* [Assignment]: An exact reproduction of all the entries is the expected answer.

* [Records shown]:
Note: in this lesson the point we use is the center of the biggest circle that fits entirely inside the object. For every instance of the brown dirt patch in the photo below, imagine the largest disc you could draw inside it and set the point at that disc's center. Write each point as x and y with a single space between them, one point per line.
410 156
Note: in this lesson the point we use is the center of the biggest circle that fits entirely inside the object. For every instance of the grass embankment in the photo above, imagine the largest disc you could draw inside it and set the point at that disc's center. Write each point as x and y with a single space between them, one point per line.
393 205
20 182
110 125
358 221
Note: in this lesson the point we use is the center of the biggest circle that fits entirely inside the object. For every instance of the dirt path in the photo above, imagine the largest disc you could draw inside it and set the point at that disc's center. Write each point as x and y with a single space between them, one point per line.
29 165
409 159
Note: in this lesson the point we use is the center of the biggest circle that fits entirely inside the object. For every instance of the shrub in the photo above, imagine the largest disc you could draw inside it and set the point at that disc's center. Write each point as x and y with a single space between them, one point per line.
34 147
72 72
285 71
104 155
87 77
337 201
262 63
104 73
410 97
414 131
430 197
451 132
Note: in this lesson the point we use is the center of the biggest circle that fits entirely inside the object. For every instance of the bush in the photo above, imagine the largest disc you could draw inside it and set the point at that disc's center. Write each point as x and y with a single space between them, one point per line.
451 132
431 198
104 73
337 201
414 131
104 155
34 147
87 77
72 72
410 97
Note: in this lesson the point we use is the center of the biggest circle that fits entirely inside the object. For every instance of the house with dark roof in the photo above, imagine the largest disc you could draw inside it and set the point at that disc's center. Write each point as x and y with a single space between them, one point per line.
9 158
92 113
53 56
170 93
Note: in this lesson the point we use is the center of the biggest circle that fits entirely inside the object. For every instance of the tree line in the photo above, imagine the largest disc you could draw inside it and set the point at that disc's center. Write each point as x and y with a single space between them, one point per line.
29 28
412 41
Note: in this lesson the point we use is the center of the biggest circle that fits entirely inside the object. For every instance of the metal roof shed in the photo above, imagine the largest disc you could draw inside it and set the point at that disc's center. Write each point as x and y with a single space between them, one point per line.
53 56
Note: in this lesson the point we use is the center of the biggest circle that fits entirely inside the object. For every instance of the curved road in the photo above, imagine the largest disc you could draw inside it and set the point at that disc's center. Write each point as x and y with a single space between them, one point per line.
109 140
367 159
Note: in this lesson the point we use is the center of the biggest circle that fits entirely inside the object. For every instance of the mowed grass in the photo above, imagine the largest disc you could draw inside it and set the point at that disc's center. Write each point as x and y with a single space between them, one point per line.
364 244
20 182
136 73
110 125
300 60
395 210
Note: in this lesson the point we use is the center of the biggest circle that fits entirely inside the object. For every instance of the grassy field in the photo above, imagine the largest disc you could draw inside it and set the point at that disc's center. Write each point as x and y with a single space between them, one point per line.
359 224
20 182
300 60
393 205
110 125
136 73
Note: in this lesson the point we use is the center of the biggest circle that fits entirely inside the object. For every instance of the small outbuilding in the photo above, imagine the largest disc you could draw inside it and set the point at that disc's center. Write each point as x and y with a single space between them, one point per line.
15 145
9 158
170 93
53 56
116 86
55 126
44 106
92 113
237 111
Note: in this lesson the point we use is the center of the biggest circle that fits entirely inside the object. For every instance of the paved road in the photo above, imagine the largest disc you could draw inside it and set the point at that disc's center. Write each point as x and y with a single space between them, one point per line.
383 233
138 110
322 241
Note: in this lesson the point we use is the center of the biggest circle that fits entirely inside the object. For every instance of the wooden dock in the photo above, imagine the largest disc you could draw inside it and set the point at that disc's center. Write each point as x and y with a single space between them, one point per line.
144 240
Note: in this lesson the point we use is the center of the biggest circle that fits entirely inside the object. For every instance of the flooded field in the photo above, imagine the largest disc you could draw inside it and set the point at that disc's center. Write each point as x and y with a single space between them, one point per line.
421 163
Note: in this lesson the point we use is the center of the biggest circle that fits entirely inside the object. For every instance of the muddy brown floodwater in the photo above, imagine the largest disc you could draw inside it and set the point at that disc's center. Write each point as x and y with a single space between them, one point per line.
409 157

* [Solved problem]:
Note: in this lesson the point we use is the center of the biggest circle that fits entirely inside the object. For every instance of the brown dirt patch in the photo below, imagine the largest disc you could draw inside it and set the point at that disc's center. Write each point as x and y with a single space between them, one point per line.
410 156
Note: in this lesson the point we use is the center of the biggest circle that fits entirely inside the object. For every instance of the grass embankment in the photo above, imagine the largest disc you could draw inside it and set the point at that disc's center. Write each point as x and y with a single space between them, one point per line.
393 205
20 182
110 125
358 221
Note: in this lesson the point we use is the center of the biggest circle that fits entirely inside the object. For every instance of the dirt path in the photo above, imagine the largest disc you could draw inside it and set the point at that disc's center. Write each point as x and y with a single space between them, one point per line.
29 165
409 159
Note: in this lesson the point we use is the center of the biggest circle that fits entirely inside the object. For every instance of the shrub in the photo above, imagine the largest disc you could draw inside it and set the point at that disc's center. Write each point as x and y with a single space between them, one point per line.
34 147
72 72
285 71
104 155
87 77
337 201
262 63
104 73
410 97
414 131
430 197
451 132
Note: in this lesson the point we use is the center of the biggest circle that fits entirely inside the object. For every instance of the bush in the photo above, imagine the largest disc you could draw inside it and set the point at that disc's center. Write each point as x and y with a single space between them, one point per line.
451 132
431 198
104 73
337 201
414 131
104 155
34 147
87 77
72 72
410 97
Note: in this lesson the point we use is the center of the biggest circle that fits entirely inside the object. For every instance of the house with dark roof in the photo above, imagine the largest disc you could draw inside it and set the point at that disc's center. Write each point as x and y with a single space between them, one point per line.
9 158
92 113
53 56
170 93
Note: in this lesson the point we use is the center of the biggest circle that fits entirely inside the object. For every instance of the tree line in the photo above, imagine the largest disc you could draw inside it and set the point at that disc's center. Write each point as x and y with a single space between them, one point per line.
29 28
412 41
Note: in this lesson the point we use is the center of the biggest circle that fits entirely inside the object. For every instance of the metal roof shed in the photo above, imagine the largest disc you could draw inside it and set the point at that disc's center. Write each point as x and y with a single space between them, one point per line.
53 56
Note: in this lesson the point we use is the center of the biggest circle that fits entirely inside the object. For every instance of the curved road in the photo above, imagine the largest disc you could draw inside it and set the point at that disc's center. Write each point as x and y with a single space between them, one point per line.
109 140
367 159
Note: in this lesson the point we use is the center of the biggest circle that fits entirely inside the object. For every instance of the mowed grass in the photo above, imagine the largest disc you could draw inside it and set the point at that disc's center. Write each point as x and y with a single space between them, one point per line.
364 244
20 182
136 73
110 125
300 60
395 210
Note: in this lesson the point we use is the center of the biggest circle that fits entirely inside the object. For every instance of the grassy field in the photo above, imagine the largest disc you could draw inside it and set the point at that disc's center. Write each point as x and y with a single space between them, one point per line.
359 224
20 182
300 60
393 205
110 125
136 73
Note: in this lesson the point we use is the center of the biggest circle that fits entirely inside the object. For every instance of the small outbuilding in the photo above, imagine the largest disc you could draw inside it and set the point at that disc's center. Write each point as x and y with a single space between them, one point per line.
15 145
9 158
170 93
53 56
116 86
55 126
44 106
92 113
237 111
Note: in this lesson the point we use is the center of the biggest circle that fits entirely inside the object. For every instance of the paved road in the photo above, imagine the largest disc you could draw inside it and set the point at that disc's center. Write each point as x and y with a single space between them, one point per line.
383 233
138 110
322 241
Note: in this lesson the point we use is the center of the biggest circle that fits entirely inside the object. For every instance of the wooden dock in the photo above, imagine the largest disc you could draw inside it and set the point at that disc's center. Write each point as x and y with a single space between them, one point per line.
144 240
Note: in this lesson the point we use is the center of the biggest circle that fits entirely inside the object. For every instance of the flooded field in the photo above, imagine the largest disc you could draw inside it and set the point at that disc's center. Write each point as x and y with a single space between them, one point per line.
421 163
Note: in this lesson the point we use is the center of the biggest circle that fits entirely inside the object. For every instance of the muddy brown floodwater in the photo above, imagine the largest disc you could draw inside it and set the point at that disc's center. Write each point as x and y with a single space between them, one point per line.
409 157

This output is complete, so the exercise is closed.